++++ TEXTE ÉTUDIÉ ++++

Oui mais pourquoi venir précisément à Grenoble ?Parce que Grenoble et l’Université Stendhal sont réputées dans le monde entier pour l’enseignement du Français Langue Etrangère, notamment en Chine. Elles me furent recommandées par mon professeur de français de Pékin. Beaucoup de manuels de FLE ont été écrits par des professeurs de l’Université Stendhal, nous les utilisons en Chine.
Et enfin c’est la capitale des Alpes et moi je ne connaissais que la steppe, plate à l’infini ! J’étais curieux de découvrir de nouveaux paysages.
Actuellement vous enseignez le FLE ici à Shanghai ?Pour le Master 2 de FLE j’ai obligation de faire un stage de 4 mois d’enseignement. Je suis donc professeur dans un institut privé de Shanghai, j’enseigne à des élèves de 17-18 ans de 2° année de lycée, l’équivalent de la 1ère en France. Ce sont des débutants. C’est une grande satisfaction pour moi de transmettre mes savoirs. De plus j’ai introduit une dimension culturelle dans mon enseignement, 30 mn par module de 2 h. Cette dimension permet d’aborder beaucoup de thèmes qui favorisent les échanges. C’est un enseignement beaucoup plus actif et participatif.

++++ DONNÉES SOURCE ++++

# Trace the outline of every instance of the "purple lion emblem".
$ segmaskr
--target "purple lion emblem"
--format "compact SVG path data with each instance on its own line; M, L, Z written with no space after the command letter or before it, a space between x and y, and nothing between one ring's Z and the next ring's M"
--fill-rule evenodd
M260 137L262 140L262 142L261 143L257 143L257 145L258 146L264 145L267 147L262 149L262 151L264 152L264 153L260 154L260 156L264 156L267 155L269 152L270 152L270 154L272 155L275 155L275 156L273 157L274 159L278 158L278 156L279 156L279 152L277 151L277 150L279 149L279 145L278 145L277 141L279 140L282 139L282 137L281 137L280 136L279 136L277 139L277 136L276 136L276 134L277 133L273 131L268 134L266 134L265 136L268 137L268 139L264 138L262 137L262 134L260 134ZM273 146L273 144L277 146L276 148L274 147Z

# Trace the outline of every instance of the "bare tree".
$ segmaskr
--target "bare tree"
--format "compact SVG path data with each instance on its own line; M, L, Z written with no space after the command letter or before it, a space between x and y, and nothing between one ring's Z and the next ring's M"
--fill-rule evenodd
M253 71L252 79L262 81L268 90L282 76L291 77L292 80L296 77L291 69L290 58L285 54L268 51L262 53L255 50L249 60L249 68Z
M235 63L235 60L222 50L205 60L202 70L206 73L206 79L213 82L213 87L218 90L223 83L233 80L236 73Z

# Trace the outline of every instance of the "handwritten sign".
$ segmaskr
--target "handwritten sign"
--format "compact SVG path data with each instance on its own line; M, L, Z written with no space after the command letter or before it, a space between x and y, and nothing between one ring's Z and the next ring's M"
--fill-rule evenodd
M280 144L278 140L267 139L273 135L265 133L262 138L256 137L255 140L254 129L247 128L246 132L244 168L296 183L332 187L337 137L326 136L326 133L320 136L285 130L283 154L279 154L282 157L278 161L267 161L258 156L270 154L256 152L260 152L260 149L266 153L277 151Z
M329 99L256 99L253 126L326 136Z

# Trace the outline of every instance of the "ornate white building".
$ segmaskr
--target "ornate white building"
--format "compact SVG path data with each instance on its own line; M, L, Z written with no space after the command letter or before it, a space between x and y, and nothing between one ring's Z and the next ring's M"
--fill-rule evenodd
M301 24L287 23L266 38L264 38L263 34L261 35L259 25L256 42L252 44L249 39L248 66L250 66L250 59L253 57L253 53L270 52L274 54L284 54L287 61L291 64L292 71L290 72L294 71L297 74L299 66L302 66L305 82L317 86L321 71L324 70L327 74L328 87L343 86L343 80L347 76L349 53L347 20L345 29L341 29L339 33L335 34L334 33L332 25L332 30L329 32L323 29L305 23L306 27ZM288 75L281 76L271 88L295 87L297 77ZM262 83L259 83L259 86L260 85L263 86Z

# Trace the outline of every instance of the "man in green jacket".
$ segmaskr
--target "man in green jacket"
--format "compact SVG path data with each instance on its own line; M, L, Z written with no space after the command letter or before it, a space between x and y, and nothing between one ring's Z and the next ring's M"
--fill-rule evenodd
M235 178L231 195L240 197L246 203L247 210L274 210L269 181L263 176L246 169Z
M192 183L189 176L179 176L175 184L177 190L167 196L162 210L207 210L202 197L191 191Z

++++

TRAVAIL DEMANDÉ —
• 1. Imprimez le passage de l'entretien compris entre « Oui mais pourquoi » et « de nouveaux paysages. », ces deux bornes incluses.
• 2. Relevez toutes les villes nommées dans l'entretien.

CORRIGÉS —
• 1.
Oui mais pourquoi venir précisément à Grenoble ?Parce que Grenoble et l’Université Stendhal sont réputées dans le monde entier pour l’enseignement du Français Langue Etrangère, notamment en Chine. Elles me furent recommandées par mon professeur de français de Pékin. Beaucoup de manuels de FLE ont été écrits par des professeurs de l’Université Stendhal, nous les utilisons en Chine.
Et enfin c’est la capitale des Alpes et moi je ne connaissais que la steppe, plate à l’infini ! J’étais curieux de découvrir de nouveaux paysages.

• 2. Grenoble, Pékin, Shanghai